§ Source extract:
Decontamination with 17.2% isopropanol and 0.28% diisobutylphenoxyethoxyethyl dimethyl benzyl ammonium chloride wipes was adequate. None of the samples cultured directly from the ultrasound transmission gel was positive for bacteria (0%).
Skin preparation with 70% alcohol decreased the proportion of contamination (OR, 21; 95% CI, 3.1–142.2; p = 0.001). Twenty of 26 patients (77%) who initially had positive cultures showed no contamination after alcohol preparation; cultures from five of 26 (19%) patients who initially had negative cultures remained negative. Cultures from one patient of 26 (4%) remained positive after preparation (Table 3).
Table 3.

§ Data records:

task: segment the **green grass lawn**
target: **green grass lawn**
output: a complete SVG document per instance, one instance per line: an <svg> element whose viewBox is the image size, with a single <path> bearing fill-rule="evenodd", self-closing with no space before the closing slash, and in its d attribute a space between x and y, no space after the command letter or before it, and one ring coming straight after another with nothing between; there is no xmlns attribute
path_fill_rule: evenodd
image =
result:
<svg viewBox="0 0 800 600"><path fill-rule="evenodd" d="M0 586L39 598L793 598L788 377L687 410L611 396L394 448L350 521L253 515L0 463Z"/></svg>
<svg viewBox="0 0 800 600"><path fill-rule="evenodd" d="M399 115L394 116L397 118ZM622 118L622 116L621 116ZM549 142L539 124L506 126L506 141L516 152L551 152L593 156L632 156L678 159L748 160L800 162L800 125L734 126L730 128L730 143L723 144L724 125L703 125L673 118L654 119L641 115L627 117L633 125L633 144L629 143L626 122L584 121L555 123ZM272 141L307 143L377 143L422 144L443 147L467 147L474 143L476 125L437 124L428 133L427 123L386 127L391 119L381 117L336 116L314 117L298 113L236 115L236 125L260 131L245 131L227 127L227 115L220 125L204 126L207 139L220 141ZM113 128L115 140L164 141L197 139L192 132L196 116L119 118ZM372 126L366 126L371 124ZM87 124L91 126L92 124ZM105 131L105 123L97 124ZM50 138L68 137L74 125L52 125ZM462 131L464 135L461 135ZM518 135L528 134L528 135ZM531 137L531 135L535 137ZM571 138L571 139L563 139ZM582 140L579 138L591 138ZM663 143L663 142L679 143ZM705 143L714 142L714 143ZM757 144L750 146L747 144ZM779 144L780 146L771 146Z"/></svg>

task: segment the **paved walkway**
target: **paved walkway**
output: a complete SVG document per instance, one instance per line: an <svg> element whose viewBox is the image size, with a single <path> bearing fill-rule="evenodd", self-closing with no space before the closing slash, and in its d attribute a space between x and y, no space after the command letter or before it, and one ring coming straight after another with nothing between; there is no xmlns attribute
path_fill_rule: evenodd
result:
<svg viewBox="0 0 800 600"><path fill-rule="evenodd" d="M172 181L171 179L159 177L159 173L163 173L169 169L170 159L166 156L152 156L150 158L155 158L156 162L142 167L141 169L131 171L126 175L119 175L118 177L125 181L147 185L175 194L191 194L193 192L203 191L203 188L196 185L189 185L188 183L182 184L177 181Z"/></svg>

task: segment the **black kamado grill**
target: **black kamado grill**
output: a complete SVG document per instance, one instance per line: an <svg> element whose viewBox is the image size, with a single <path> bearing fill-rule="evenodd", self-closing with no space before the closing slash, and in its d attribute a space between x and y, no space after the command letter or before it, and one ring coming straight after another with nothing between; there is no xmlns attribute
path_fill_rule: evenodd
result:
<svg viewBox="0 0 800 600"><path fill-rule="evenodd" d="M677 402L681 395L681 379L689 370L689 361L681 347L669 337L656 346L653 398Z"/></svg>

§ Activity A: How would you translate this sentence from the contamination study excerpt into Spanish: "None of the samples cultured directly from the ultrasound transmission gel was positive for bacteria (0%)."?
§ Activity B: Could you echo the contamination study excerpt from "Skin preparation with" up to and including "preparation (Table 3)."?

§ Exercise solution A: Ninguna de las muestras cultivadas directamente del gel de transmisión de ultrasonido resultó positiva para bacterias (0%).

§ Exercise solution B:
Skin preparation with 70% alcohol decreased the proportion of contamination (OR, 21; 95% CI, 3.1–142.2; p = 0.001). Twenty of 26 patients (77%) who initially had positive cultures showed no contamination after alcohol preparation; cultures from five of 26 (19%) patients who initially had negative cultures remained negative. Cultures from one patient of 26 (4%) remained positive after preparation (Table 3).